**EXTRAIT À LIRE**

####################

Le courage catholique

S’Il est vrai que la situa­tion reli­gieuse poli­tique et mon­diale ne porte guère à l’optimisme, faut-​il pour autant déses­pé­rer ? Le pano­ra­ma que nous offre le monde est en effet bien attris­tant : ce qui reste de chré­tien­té dans la socié­té part en lam­beaux tan­dis que les médias se font quo­ti­dien­ne­ment l’écho de catas­trophes poli­tiques, sociales, morales ou natu­relles. La ten­ta­tion peut être alors grande de se lais­ser gagner par le décou­ra­ge­ment et de renon­cer à toute espé­rance. Une sorte de para­ly­sie peut alors s’installer chez cer­tains qui n’ont plus que l’Apocalypse comme livre de référence…

La Sainte Ecriture nous montre en bien des endroits, que Dieu n’abandonne jamais les hommes à leur propre sort sur­tout lorsque ceux-​ci l’appellent à l’aide. Dieu le Père veut étendre le règne de son Fils dans le monde entier et sau­ver ain­si les hommes de bonne volon­té. Malgré tous les arti­fices qu’il pour­ra déployer le Prince de ce monde, Satan, sera vain­cu sans avoir pu entrai­ner dans sa chute l’Eglise qu’il veut détruire. Il le sait par­fai­te­ment et sa fureur n’en est que décu­plée. Car Dieu est Dieu ! Il reste le Maitre des évènements !

L’Ecriture Sainte nous en donne un bel exemple dans le pre­mier livre des Maccabées : Séron , géné­ral de l’armée de Syrie, vou­lait se cou­vrir de gloire en com­bat­tant Judas et ses hommes. Pour y par­ve­nir il ras­sem­bla une puis­sante armée consti­tuée d’impies en tout genre. A la vue d’un tel péril les dis­ciples de Judas prirent peur et le décou­ra­ge­ment s’empara d’eux. Alors Judas ten­ta de les récon­for­ter par ces mots : « Il arrive faci­le­ment qu’une mul­ti­tude tombe aux mains d’un petit nombre et il est indif­fé­rent au Ciel d’opérer le salut au moyen de beau­coup ou de peu d’hommes, car la vic­toire à la guerre ne tient pas à l’importance de la troupe : c’est du Ciel que vient la force ». [1] Ceci dit, confiant en Dieu, il fon­dit sur les armées syriennes et les écrasa !

On pour­rait com­pa­rer la situa­tion de L’Eglise catho­lique assié­gée aujourd’hui de toutes parts, à celle de l’armée de Judas Maccabée. Cependant, n’ayant pu la détruire de l’extérieur, ses enne­mis l’infiltrèrent, ino­cu­lant en son sein les prin­cipes révo­lu­tion­naires qui firent dis­pa­raître les états catho­liques espé­rant l’anéantir elle aus­si. La liber­té reli­gieuse, l’œcuménisme et la col­lé­gia­li­té ne sont-​ils pas l’écho de la devise de la révo­lu­tion : « liber­té, éga­li­té fra­ter­ni­té » ? Comme les sol­dats de Judas Maccabée, les catho­liques se sont mis à dou­ter et l’édifice à vaciller. La peur s’est empa­rée de tous.

####################

**ENREGISTREMENTS EXTRAITS**
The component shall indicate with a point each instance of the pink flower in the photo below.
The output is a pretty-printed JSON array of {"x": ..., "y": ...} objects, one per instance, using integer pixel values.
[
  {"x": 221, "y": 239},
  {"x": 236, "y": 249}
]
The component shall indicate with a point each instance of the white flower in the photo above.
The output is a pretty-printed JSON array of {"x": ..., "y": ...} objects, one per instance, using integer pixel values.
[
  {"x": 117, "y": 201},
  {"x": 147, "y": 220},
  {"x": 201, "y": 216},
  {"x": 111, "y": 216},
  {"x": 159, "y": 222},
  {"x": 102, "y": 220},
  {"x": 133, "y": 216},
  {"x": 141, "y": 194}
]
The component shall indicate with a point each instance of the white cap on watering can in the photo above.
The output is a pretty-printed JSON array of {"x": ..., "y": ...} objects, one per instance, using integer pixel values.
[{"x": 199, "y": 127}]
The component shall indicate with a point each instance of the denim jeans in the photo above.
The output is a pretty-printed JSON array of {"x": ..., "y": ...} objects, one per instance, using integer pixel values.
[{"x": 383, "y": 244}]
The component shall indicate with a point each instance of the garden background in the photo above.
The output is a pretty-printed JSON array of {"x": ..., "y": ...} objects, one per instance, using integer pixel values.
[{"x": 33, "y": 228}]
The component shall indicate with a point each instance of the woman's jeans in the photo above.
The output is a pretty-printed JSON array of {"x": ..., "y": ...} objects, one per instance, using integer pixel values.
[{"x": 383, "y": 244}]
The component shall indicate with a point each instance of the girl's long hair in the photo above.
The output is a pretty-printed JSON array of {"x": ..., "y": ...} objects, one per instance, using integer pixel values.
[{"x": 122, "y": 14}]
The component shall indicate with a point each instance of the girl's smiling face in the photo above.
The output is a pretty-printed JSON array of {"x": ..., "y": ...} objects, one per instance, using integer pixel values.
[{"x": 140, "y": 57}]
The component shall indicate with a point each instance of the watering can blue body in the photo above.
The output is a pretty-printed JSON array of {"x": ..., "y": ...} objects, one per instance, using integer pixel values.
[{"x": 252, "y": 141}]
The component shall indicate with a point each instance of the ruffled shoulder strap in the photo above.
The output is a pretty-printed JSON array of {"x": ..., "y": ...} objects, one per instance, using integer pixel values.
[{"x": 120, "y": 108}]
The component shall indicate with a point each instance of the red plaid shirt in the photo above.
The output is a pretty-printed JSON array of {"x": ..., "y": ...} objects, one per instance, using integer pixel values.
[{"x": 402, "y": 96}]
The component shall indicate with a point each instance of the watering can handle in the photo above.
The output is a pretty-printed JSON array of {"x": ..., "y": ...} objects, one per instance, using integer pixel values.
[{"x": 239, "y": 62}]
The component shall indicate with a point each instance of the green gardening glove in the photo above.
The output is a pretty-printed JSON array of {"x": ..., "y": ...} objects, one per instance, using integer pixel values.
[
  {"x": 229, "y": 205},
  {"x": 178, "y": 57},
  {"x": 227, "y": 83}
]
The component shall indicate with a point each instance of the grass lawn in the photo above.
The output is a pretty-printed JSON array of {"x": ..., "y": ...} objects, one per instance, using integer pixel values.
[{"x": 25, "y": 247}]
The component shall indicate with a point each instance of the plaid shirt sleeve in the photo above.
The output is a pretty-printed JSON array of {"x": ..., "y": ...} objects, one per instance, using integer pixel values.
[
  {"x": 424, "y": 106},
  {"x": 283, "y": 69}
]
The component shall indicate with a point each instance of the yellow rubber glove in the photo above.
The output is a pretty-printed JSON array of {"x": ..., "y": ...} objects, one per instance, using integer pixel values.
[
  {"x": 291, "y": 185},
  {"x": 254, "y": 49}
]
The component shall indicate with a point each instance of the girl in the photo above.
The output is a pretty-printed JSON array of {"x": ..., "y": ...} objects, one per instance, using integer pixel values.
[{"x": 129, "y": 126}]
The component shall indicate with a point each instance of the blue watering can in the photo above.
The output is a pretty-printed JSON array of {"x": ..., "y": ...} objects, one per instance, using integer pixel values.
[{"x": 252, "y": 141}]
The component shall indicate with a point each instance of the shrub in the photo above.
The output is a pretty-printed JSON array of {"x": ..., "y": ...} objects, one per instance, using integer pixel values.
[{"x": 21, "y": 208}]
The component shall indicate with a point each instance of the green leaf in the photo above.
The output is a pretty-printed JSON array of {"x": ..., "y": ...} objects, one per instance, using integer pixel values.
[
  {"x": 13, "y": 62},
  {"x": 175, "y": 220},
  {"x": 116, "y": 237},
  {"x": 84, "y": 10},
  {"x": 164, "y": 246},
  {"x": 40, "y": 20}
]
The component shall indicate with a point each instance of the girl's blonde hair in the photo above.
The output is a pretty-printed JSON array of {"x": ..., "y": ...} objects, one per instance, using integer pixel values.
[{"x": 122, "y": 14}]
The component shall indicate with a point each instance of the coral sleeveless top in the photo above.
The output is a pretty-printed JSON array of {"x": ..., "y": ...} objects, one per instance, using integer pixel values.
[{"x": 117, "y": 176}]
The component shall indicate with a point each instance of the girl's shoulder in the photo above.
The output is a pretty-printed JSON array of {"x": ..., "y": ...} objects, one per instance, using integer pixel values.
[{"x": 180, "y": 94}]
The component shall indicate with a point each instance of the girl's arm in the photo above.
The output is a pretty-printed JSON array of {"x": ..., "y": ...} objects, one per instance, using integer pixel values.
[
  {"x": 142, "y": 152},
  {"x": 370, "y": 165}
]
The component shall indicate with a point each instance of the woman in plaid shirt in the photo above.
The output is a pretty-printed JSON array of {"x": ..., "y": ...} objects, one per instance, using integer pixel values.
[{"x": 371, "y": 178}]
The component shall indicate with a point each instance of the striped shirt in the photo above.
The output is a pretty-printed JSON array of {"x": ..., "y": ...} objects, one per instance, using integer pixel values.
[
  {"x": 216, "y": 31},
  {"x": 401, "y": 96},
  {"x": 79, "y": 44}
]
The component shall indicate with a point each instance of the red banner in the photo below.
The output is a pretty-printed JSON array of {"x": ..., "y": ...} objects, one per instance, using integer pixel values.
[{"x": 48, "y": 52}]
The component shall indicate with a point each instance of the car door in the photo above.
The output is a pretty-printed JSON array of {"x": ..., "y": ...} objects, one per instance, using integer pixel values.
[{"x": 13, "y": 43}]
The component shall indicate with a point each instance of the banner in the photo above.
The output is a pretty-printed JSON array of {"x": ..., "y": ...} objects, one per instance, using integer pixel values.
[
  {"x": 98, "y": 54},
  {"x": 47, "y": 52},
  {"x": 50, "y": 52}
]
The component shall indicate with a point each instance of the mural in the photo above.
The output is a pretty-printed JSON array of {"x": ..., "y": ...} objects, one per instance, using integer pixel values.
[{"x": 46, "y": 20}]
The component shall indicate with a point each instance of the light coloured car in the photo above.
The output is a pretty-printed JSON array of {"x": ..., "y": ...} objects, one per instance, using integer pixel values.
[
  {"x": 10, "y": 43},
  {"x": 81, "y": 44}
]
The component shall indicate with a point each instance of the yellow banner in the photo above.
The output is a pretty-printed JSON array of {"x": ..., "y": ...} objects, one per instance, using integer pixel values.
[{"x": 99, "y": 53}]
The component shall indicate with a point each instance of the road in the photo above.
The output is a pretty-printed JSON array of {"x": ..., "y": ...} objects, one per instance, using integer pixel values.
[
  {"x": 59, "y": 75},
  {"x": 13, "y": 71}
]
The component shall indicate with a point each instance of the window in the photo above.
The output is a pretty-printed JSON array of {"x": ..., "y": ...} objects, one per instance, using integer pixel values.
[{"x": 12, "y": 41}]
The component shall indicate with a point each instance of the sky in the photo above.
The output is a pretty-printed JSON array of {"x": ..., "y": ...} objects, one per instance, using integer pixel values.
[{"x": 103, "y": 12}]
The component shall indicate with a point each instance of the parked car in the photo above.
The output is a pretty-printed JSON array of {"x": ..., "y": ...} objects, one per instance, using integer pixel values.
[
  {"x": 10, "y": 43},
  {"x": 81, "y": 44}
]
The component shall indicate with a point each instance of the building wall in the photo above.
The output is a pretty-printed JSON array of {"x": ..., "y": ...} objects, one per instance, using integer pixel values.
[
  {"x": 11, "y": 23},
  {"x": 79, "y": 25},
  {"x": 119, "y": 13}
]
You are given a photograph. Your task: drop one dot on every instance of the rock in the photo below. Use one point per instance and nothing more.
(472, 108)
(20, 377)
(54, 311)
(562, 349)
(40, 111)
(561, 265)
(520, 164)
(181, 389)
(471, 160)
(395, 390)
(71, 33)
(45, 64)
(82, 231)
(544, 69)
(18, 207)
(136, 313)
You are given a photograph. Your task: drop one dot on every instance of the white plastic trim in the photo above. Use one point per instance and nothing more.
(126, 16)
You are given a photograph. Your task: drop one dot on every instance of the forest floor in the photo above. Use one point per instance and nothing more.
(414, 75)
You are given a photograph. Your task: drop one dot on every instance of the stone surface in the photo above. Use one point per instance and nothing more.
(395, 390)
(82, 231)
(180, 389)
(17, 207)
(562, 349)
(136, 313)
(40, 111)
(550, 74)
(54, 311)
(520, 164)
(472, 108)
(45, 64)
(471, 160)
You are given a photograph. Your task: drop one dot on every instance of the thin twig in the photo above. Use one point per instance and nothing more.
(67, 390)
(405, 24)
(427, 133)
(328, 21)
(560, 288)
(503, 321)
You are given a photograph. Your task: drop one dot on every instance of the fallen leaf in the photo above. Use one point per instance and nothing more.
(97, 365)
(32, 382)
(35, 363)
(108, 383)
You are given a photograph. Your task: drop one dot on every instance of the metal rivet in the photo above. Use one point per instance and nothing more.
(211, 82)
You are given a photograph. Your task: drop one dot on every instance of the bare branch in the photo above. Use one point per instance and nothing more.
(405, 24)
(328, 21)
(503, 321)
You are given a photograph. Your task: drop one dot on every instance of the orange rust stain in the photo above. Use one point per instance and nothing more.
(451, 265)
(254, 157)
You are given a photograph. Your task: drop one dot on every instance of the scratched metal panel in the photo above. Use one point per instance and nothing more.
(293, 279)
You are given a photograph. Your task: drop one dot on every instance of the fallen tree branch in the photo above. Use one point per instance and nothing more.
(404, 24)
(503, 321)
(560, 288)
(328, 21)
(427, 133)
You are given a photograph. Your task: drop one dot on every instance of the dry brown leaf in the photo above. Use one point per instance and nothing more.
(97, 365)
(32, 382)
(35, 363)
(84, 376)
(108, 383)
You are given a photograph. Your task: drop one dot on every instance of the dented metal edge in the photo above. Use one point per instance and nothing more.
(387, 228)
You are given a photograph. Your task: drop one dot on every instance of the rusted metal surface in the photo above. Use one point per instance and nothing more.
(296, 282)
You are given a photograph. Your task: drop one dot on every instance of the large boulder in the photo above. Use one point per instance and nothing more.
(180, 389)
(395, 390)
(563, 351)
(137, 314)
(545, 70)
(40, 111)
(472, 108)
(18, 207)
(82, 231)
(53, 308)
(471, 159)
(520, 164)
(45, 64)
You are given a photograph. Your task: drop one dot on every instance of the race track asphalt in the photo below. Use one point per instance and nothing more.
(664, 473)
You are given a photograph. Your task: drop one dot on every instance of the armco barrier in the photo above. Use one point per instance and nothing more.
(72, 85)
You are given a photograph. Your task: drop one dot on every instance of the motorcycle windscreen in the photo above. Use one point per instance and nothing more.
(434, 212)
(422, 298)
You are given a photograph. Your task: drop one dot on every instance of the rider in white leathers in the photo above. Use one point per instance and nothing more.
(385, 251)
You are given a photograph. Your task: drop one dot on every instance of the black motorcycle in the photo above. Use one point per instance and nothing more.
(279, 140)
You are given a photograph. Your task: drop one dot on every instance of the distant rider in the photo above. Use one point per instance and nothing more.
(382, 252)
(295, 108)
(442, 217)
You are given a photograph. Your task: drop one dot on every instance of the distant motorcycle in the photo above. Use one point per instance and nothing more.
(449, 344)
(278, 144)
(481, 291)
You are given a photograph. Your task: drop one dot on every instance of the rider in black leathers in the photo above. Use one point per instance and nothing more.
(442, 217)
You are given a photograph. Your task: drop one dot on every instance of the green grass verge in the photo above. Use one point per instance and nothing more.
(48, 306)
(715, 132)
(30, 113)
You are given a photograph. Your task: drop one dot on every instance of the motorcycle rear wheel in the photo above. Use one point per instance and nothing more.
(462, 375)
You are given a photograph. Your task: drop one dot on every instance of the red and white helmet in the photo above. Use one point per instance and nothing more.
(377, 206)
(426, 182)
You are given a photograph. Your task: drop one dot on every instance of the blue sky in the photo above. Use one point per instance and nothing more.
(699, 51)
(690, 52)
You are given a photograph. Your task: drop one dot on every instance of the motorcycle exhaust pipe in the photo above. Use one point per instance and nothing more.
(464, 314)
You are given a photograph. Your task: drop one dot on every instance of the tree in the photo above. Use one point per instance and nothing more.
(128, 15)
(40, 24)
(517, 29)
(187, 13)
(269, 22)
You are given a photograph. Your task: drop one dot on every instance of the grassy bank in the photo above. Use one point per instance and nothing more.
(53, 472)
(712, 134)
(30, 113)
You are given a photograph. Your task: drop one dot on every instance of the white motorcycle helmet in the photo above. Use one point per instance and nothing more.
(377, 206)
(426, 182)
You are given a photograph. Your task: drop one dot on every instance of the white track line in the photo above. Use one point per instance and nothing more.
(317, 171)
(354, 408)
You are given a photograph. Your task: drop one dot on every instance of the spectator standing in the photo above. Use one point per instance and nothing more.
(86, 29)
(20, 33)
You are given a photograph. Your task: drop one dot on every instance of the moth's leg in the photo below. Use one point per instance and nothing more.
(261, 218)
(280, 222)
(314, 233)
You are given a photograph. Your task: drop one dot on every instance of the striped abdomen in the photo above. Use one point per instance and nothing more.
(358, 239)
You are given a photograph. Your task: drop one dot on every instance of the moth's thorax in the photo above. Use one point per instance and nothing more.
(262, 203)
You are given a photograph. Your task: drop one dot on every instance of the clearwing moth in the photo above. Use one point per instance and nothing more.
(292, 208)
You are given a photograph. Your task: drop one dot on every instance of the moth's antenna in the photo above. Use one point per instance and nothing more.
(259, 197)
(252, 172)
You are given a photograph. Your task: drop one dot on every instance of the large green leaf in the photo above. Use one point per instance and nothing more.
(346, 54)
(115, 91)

####################

**À FAIRE**
[1] Dans le texte sur le courage catholique, réécris sous forme de liste le paragraphe qui commence par « L'Écriture Sainte nous en donne un bel exemple », en gardant ses faits principaux.
[2] D'après le texte sur le courage catholique, qui était Séron ?
[3] Écris la suite du texte sur le courage catholique à partir de la phrase « La peur s'est emparée de tous. »

**RÉPONSES DANS L'ORDRE**
[1]
- Dans le premier livre des Maccabées, Séron, général de l'armée de Syrie, veut se couvrir de gloire en combattant Judas et ses hommes.
- Il rassemble pour cela une puissante armée d'impies de tout genre.
- Devant ce danger, les disciples de Judas ont peur et se découragent.
- Judas les réconforte : la victoire ne dépend pas du nombre de soldats, car la force vient du Ciel.
- Confiant en Dieu, il fond sur les armées syriennes et les écrase.

[2] Le général de l'armée de Syrie.

[3]
Car en effet aujourd’hui, la Vérité fait peur ! Qui ose, de nos jours, pro­fes­ser la Royauté sociale de Notre Seigneur Jésus-​Christ ? Qui ? Du Pape, des évêques et des prêtres, accepte de reprendre à son compte l’intégralité de la doc­trine de Pie XI expri­mée dans Quas pri­mas ? Comme le disait le nonce apos­to­lique de Suisse à Mgr Lefebvre, « aujourd’hui il ne l’écrirait plus ain­si ». La dénon­cia­tion claire de l’erreur fait tout aus­si peur ! Les auto­ri­tés de l’Eglise hésitent, par exemple, à condam­ner l’avortement en termes clai­re­ment catho­liques. Elles se limitent trop sou­vent à défendre la vie au nom des droits de l’homme, de la célé­brer ou de la chan­ter… C’est moins fron­tal et plus consen­suel. Et pour­tant, avant d’être une atteinte aux droits de l’homme l’avortement est une atteinte aux droits de Dieu, Créateur et Maitre de toutes choses. Lui seul donne la vie et la retire. L’embryon, dès sa concep­tion est une per­sonne. Vouloir le sup­pri­mer, est un crime abo­mi­nable que le droit cano­nique punit de l’excommunication immé­diate. La véri­té doit être pro­cla­mée et l’erreur dénon­cée avec force et clar­té. Sans peur !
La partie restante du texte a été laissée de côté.